→ **DIRECTIONS FOR THIS TASK**
Put the stretch of material below, from the line containing "Where can you see the metal bollard" through the line containing "column 527, row 368", into a Markdown table with the columns Row and Entry. Number each line and omit blank lines.
+++ EXTRACTED ENTRIES
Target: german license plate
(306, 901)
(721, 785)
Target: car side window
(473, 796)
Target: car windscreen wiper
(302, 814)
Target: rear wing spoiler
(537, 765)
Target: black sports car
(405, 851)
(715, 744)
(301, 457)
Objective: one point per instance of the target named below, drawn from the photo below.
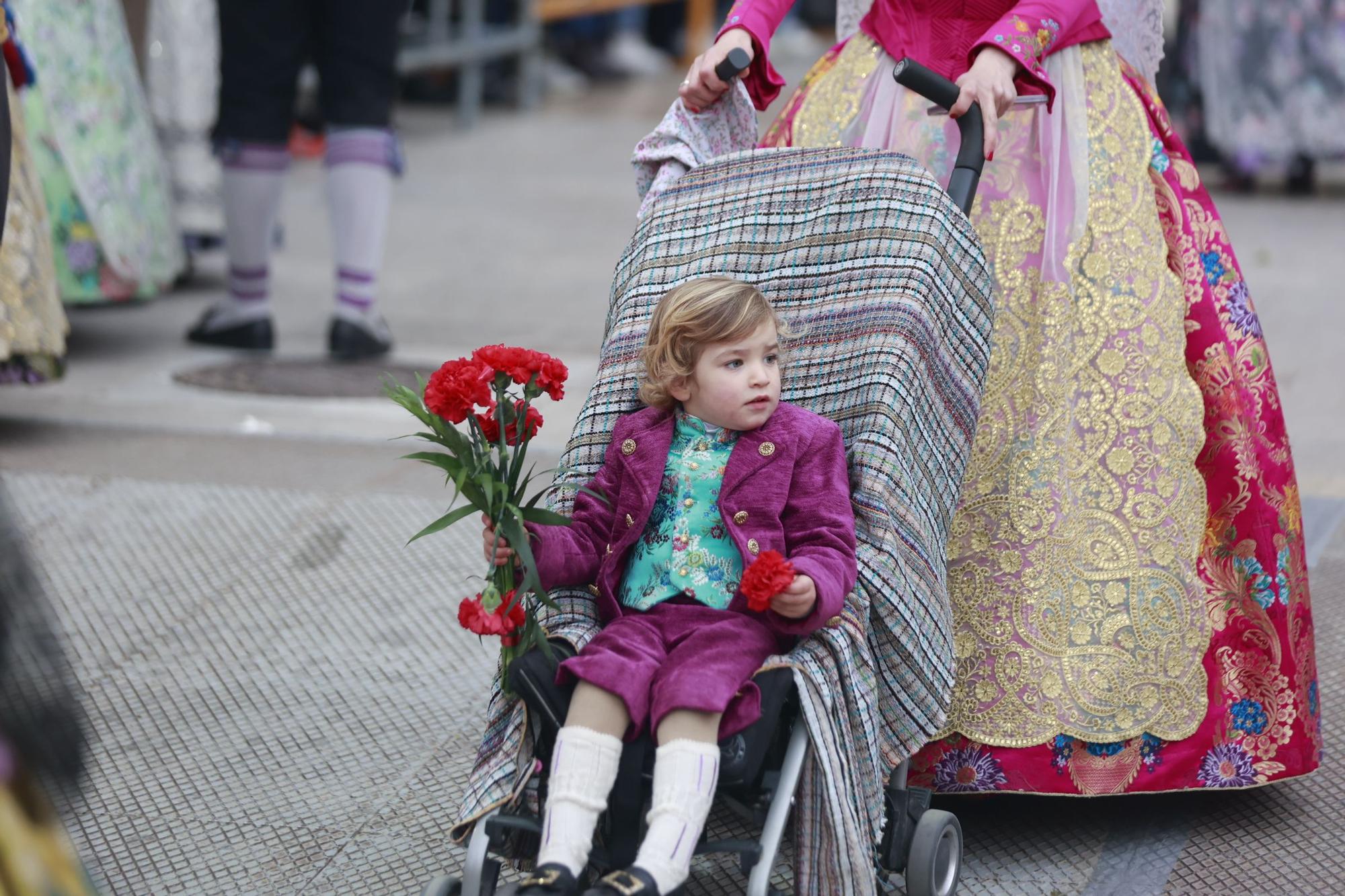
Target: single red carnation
(769, 575)
(518, 364)
(506, 619)
(521, 365)
(551, 377)
(490, 427)
(457, 388)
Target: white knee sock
(252, 186)
(361, 163)
(584, 768)
(685, 774)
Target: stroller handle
(732, 65)
(966, 171)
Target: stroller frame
(922, 844)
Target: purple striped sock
(256, 157)
(249, 284)
(362, 146)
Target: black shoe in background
(255, 335)
(352, 341)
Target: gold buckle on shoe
(543, 879)
(625, 883)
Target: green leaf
(449, 463)
(544, 517)
(445, 522)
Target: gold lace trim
(833, 101)
(1073, 563)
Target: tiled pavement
(284, 704)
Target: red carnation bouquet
(485, 466)
(769, 575)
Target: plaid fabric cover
(890, 298)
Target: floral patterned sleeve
(1028, 34)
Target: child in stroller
(890, 288)
(715, 471)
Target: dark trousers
(264, 44)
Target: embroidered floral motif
(1250, 716)
(1214, 267)
(1227, 766)
(1031, 44)
(1062, 751)
(1241, 313)
(1160, 162)
(968, 768)
(1258, 581)
(1151, 748)
(1105, 749)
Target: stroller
(890, 294)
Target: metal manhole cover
(314, 378)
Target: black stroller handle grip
(966, 170)
(734, 65)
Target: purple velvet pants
(679, 655)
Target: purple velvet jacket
(786, 489)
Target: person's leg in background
(263, 45)
(357, 53)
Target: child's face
(735, 384)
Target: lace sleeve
(1137, 32)
(849, 13)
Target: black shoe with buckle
(255, 335)
(551, 879)
(352, 341)
(629, 881)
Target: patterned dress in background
(1130, 591)
(1273, 80)
(33, 323)
(102, 171)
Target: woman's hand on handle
(989, 83)
(703, 87)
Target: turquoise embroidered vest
(685, 548)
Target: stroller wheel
(935, 857)
(443, 885)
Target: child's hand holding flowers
(797, 600)
(770, 583)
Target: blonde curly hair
(692, 317)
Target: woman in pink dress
(1126, 568)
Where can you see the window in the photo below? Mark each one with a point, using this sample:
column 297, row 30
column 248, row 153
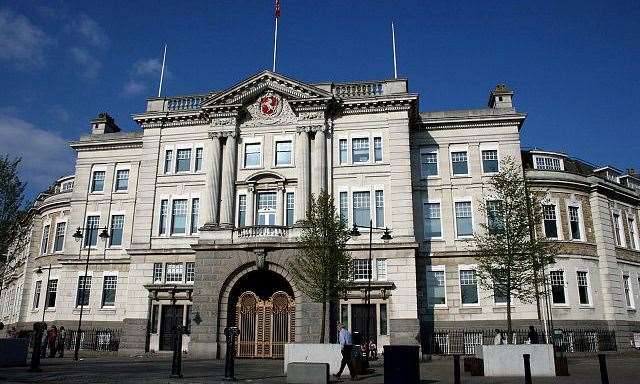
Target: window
column 283, row 152
column 190, row 272
column 432, row 221
column 490, row 161
column 44, row 245
column 383, row 319
column 36, row 294
column 550, row 222
column 179, row 216
column 242, row 210
column 459, row 164
column 381, row 269
column 628, row 293
column 183, row 160
column 267, row 208
column 547, row 163
column 557, row 287
column 361, row 208
column 468, row 286
column 164, row 206
column 195, row 210
column 583, row 287
column 377, row 149
column 436, row 287
column 109, row 287
column 91, row 239
column 343, row 151
column 168, row 158
column 464, row 221
column 157, row 272
column 122, row 180
column 360, row 150
column 291, row 204
column 97, row 183
column 199, row 152
column 616, row 229
column 84, row 290
column 574, row 222
column 344, row 206
column 428, row 162
column 361, row 270
column 252, row 155
column 495, row 217
column 174, row 272
column 117, row 225
column 379, row 208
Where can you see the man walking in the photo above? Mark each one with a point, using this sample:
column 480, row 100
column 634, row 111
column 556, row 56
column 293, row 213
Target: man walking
column 347, row 348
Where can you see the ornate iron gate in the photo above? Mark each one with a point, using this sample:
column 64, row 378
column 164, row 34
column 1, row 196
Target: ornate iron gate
column 265, row 325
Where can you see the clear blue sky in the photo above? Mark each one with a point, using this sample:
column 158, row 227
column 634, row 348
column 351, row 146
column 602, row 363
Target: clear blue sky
column 574, row 65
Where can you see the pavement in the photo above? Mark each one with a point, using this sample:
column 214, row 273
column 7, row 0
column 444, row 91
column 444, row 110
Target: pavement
column 156, row 369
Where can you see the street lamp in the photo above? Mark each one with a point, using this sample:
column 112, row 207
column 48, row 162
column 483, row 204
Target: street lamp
column 386, row 236
column 78, row 237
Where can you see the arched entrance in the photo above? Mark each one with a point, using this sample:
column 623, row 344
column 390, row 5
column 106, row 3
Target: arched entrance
column 263, row 309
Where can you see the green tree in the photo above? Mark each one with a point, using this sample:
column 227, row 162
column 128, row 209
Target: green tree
column 322, row 261
column 510, row 253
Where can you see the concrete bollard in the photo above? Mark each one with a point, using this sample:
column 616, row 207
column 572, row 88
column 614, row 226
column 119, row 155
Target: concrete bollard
column 604, row 375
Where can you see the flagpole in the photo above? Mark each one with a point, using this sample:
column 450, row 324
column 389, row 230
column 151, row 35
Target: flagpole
column 393, row 37
column 275, row 44
column 164, row 56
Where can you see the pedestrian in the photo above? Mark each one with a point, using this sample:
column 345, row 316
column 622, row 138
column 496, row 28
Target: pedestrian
column 497, row 340
column 62, row 336
column 346, row 349
column 533, row 335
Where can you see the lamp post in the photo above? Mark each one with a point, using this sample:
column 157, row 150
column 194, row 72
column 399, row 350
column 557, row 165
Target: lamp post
column 78, row 237
column 367, row 296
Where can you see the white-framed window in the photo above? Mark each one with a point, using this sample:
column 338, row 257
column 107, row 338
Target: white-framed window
column 468, row 285
column 252, row 155
column 459, row 163
column 550, row 219
column 361, row 269
column 381, row 269
column 122, row 180
column 428, row 162
column 97, row 181
column 283, row 152
column 109, row 287
column 490, row 161
column 464, row 219
column 377, row 149
column 584, row 287
column 432, row 220
column 360, row 150
column 174, row 272
column 44, row 244
column 558, row 287
column 436, row 286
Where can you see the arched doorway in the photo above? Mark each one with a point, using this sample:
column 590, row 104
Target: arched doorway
column 263, row 308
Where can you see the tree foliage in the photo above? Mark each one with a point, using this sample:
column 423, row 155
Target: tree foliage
column 511, row 255
column 322, row 259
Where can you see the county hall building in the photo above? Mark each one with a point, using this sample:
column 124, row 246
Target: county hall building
column 203, row 203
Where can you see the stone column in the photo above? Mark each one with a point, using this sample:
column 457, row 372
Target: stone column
column 228, row 181
column 212, row 187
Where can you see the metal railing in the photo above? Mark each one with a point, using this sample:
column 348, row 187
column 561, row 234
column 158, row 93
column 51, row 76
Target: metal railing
column 464, row 342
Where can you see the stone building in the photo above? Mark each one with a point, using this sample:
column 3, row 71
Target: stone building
column 201, row 206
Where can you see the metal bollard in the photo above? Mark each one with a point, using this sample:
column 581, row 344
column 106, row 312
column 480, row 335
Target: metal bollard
column 604, row 375
column 456, row 369
column 527, row 368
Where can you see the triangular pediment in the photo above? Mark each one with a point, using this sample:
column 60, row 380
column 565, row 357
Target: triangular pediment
column 247, row 90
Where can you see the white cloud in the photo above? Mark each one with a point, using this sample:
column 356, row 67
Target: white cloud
column 45, row 155
column 21, row 42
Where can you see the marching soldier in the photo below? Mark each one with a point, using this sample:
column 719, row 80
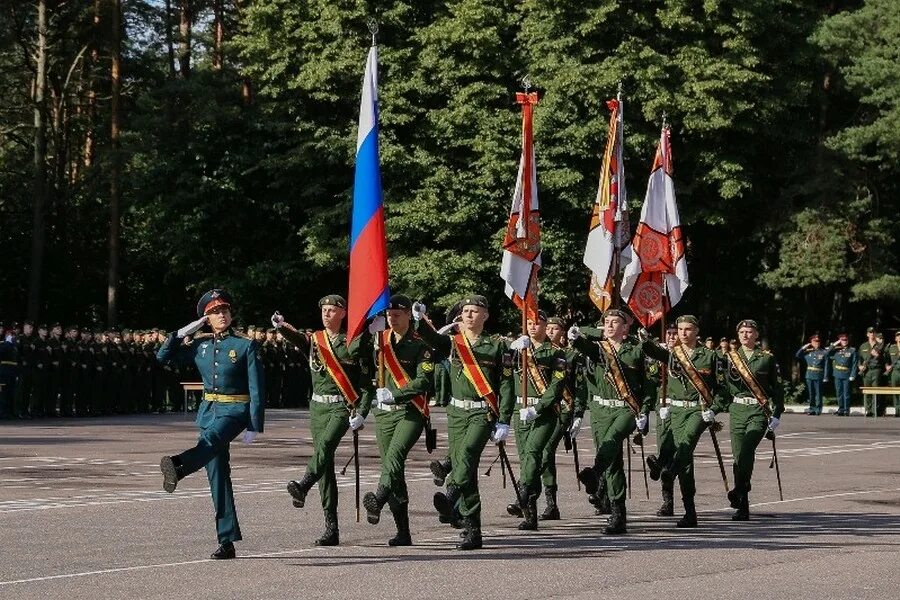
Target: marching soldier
column 693, row 398
column 659, row 464
column 342, row 378
column 871, row 367
column 481, row 406
column 815, row 358
column 233, row 396
column 539, row 410
column 893, row 369
column 572, row 406
column 756, row 405
column 616, row 410
column 401, row 413
column 842, row 364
++++++
→ **WRITTEN ANSWER**
| Row | Entry |
|---|---|
| 1 | Where can you see the metal bollard in the photo above? Mark each one with a point, using this sample: |
| 2 | column 581, row 344 |
| 3 | column 106, row 312 |
| 4 | column 480, row 335 |
| 5 | Target: metal bollard |
| 6 | column 604, row 375 |
| 7 | column 456, row 369 |
| 8 | column 527, row 368 |